_PROBLEM TO WORK ON_. Count the lines of the entries below that contain the word "cabinet", and give only that number.

>> Start DATA LISTING

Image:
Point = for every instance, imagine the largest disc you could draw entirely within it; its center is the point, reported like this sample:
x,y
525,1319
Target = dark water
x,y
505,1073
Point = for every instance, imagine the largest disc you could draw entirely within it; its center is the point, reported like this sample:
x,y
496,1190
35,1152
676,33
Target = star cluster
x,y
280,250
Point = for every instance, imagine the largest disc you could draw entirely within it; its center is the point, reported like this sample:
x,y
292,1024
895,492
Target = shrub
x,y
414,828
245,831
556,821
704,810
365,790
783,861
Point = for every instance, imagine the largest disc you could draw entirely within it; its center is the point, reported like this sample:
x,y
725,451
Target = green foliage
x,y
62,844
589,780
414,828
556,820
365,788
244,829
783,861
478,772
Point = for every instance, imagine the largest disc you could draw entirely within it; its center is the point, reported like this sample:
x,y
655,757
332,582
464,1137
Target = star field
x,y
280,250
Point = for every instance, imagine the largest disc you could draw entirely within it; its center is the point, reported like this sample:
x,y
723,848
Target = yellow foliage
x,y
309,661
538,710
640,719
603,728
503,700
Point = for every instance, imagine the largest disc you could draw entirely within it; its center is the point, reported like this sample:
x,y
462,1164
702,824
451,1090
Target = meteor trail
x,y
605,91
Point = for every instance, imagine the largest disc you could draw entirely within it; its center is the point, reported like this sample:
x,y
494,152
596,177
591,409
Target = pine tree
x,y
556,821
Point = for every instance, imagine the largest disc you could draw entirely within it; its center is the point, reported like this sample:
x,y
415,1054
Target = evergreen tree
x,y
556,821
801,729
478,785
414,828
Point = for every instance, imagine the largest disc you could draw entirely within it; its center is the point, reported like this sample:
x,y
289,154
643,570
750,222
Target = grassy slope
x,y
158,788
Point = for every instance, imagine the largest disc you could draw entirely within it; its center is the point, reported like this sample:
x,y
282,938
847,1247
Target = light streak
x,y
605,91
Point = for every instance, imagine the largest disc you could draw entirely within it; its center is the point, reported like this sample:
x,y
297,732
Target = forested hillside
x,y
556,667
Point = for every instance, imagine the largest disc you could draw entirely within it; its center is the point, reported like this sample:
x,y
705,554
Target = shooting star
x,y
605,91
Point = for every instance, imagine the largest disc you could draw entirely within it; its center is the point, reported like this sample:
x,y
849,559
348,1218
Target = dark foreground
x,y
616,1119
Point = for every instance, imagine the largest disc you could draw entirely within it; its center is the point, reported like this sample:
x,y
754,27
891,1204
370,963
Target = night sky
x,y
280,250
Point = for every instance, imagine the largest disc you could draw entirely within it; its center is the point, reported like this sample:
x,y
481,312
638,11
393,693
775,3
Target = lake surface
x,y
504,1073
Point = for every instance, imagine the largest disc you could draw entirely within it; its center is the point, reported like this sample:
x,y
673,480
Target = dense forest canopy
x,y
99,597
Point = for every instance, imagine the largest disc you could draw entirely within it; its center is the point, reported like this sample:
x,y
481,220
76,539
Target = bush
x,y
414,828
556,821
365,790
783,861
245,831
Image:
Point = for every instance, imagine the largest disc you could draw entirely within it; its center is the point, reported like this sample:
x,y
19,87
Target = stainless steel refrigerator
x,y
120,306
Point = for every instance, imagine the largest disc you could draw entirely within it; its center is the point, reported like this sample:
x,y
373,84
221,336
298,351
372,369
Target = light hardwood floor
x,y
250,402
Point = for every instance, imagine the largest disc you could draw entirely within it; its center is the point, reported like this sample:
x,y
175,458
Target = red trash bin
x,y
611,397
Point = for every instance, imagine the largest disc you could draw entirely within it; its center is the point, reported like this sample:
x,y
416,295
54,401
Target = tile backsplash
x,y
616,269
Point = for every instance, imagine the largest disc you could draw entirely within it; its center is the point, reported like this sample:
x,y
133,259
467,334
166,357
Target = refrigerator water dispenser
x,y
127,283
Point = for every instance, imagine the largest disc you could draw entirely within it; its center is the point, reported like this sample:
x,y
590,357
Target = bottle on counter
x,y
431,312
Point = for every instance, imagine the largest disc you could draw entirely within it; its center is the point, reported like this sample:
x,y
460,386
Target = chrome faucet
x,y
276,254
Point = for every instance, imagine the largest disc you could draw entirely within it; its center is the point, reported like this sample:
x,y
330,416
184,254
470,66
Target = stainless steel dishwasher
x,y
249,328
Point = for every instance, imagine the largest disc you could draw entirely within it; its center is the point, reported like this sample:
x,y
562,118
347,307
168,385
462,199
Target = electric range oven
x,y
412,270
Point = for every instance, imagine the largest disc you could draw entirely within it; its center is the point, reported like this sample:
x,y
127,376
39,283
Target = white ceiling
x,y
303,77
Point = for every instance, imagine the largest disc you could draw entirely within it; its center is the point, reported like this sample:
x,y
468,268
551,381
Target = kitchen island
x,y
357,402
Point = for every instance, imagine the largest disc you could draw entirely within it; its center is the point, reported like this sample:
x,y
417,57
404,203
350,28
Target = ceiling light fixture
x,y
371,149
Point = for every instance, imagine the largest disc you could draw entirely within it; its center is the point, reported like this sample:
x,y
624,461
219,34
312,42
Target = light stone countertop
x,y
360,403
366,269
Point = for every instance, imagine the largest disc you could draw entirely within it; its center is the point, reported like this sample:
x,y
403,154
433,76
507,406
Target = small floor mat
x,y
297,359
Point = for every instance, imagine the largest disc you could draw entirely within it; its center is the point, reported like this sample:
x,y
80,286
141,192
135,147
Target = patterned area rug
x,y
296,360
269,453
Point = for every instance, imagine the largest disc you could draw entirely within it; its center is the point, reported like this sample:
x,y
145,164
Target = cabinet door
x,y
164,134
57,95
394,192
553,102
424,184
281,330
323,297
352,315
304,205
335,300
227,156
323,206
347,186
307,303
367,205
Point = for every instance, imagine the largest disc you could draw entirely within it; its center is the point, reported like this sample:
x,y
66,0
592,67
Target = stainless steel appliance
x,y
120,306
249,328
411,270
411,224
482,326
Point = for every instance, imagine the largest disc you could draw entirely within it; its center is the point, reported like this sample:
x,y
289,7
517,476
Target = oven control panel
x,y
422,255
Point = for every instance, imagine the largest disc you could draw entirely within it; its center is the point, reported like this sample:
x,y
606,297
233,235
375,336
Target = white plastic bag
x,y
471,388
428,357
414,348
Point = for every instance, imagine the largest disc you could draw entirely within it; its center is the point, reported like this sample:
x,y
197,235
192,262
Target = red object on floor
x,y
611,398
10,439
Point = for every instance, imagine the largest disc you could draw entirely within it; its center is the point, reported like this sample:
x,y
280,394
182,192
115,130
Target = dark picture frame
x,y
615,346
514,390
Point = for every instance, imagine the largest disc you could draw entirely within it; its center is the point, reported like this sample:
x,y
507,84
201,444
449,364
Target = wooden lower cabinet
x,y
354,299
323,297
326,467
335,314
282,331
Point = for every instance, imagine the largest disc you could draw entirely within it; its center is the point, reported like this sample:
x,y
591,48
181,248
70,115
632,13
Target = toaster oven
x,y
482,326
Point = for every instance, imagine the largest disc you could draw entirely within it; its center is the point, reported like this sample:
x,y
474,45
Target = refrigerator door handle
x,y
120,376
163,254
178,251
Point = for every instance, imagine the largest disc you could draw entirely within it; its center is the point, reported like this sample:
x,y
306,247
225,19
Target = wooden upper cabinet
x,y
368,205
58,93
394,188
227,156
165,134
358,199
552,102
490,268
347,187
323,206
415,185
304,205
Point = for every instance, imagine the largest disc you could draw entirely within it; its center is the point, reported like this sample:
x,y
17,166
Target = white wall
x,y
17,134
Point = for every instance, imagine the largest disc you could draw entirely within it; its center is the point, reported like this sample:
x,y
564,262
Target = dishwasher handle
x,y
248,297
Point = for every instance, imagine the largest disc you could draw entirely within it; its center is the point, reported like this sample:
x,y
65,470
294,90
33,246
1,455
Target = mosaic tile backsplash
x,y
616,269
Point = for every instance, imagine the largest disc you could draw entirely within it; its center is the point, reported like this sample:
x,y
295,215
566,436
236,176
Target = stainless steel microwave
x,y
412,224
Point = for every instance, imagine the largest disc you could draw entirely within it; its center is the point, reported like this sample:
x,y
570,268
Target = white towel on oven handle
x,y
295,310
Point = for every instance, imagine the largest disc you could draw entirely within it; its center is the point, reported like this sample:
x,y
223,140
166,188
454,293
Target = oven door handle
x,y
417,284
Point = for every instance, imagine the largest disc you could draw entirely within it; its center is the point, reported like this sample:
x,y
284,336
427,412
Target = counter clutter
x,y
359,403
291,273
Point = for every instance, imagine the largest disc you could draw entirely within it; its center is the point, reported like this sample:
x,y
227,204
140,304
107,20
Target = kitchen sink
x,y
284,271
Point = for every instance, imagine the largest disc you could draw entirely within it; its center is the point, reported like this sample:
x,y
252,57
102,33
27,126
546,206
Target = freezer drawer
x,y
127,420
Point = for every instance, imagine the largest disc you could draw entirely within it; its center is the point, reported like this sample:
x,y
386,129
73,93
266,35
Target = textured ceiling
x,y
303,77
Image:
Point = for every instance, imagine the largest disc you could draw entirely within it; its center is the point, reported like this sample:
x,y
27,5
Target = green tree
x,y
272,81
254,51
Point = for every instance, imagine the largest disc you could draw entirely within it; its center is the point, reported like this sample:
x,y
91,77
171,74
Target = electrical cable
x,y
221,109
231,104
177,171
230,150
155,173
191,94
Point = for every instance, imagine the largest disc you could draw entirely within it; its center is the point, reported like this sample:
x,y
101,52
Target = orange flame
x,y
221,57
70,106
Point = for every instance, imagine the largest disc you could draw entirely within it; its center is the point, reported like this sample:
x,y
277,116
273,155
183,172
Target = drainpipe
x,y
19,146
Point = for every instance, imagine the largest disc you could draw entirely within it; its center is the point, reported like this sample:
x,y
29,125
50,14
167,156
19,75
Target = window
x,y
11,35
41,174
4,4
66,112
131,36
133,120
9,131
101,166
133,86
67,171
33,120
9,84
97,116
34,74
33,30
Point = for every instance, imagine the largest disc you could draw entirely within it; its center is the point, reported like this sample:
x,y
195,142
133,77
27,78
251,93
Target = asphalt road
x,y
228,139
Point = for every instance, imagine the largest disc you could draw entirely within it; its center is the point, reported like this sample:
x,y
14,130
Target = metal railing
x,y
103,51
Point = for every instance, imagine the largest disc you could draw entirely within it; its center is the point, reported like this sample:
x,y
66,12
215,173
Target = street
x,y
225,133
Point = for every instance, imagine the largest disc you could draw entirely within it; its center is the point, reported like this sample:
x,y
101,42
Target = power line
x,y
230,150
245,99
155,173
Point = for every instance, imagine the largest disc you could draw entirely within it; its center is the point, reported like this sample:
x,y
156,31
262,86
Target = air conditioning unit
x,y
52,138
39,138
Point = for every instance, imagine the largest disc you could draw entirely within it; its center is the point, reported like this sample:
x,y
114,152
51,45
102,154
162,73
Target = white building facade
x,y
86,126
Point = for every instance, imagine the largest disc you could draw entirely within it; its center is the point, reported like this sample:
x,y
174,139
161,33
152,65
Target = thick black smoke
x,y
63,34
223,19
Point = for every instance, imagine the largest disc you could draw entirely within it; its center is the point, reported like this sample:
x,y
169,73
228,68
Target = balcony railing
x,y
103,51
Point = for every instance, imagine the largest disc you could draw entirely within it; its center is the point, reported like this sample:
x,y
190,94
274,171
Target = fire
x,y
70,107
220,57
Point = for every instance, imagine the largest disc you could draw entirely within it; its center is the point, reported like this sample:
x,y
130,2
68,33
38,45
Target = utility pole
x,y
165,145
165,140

>> End DATA LISTING

_OUTPUT OF THE TASK_. 3